● INSTRUCTIONS FOR THE TASK
Reproduce, word for word, the part of the material below that opens with the line containing "Where can the varnished" and closes with the line containing "<point>190,370</point>", including both of those lines.

-- Start of EXTRACTED MATERIAL --

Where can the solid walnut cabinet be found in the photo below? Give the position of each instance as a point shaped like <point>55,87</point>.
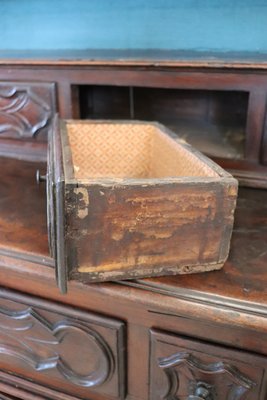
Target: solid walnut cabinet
<point>191,337</point>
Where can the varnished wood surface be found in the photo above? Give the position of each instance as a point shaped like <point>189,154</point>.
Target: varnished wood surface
<point>243,278</point>
<point>22,210</point>
<point>136,57</point>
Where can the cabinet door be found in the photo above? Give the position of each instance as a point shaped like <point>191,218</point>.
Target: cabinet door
<point>81,354</point>
<point>26,109</point>
<point>190,370</point>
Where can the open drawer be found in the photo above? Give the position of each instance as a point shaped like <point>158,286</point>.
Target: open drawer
<point>126,200</point>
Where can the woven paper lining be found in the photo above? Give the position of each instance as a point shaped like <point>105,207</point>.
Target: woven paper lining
<point>125,150</point>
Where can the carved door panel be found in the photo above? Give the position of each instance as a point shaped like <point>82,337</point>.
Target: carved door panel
<point>183,369</point>
<point>26,109</point>
<point>78,353</point>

-- End of EXTRACTED MATERIAL --

● COMPLETED TASK
Where can the varnished wood surface be found in the photo above? Give the position of each instance as a point shaped like <point>189,154</point>.
Target: varnished wood surface
<point>243,278</point>
<point>22,210</point>
<point>136,57</point>
Where can the cabinet door be found in the photo above? Give the position of each instance as a point shaped like <point>191,218</point>.
Target: cabinet door
<point>81,354</point>
<point>26,109</point>
<point>190,370</point>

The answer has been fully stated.